======== DATASET EXCERPTS

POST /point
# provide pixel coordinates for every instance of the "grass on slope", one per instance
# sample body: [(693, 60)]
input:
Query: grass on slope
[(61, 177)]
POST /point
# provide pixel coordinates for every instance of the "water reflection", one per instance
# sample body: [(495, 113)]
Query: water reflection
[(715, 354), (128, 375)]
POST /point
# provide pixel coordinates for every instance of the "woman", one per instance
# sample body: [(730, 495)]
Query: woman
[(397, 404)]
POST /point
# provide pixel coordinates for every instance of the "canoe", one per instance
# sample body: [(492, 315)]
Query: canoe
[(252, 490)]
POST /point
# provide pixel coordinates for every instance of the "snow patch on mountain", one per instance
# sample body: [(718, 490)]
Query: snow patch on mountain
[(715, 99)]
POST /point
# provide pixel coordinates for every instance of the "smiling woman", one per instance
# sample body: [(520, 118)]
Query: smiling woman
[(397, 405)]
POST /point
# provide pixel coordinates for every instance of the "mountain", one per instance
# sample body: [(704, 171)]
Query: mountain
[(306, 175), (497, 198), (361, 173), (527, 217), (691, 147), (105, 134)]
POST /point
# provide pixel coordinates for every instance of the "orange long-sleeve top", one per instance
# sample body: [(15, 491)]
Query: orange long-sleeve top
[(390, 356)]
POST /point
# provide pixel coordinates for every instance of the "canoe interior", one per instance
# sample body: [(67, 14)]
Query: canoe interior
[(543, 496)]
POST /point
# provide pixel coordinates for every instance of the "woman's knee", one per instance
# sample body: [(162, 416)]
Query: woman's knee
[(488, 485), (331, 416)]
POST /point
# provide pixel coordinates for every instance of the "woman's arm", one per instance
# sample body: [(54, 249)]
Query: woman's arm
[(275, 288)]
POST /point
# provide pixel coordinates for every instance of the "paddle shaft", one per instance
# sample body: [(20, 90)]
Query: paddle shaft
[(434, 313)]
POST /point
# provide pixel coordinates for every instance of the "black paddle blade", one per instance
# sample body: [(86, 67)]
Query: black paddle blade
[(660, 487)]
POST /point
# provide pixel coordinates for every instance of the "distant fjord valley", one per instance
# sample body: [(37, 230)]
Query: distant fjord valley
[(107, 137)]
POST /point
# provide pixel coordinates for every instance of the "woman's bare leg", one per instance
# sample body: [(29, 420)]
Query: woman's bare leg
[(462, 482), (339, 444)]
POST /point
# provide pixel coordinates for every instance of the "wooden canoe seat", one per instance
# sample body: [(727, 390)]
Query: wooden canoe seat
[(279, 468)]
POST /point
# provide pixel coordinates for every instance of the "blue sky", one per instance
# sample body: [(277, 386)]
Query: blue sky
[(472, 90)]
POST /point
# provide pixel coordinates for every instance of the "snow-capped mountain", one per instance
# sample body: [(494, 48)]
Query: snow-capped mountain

================

◆ **STATED TASK**:
Identify and copy every line of the rows above that contains the string "wooden". The match is case-sensitive.

◆ **SOLUTION TO THIS PROBLEM**:
# provide pixel coordinates for every instance of the "wooden canoe seat", one per instance
Query: wooden canoe seat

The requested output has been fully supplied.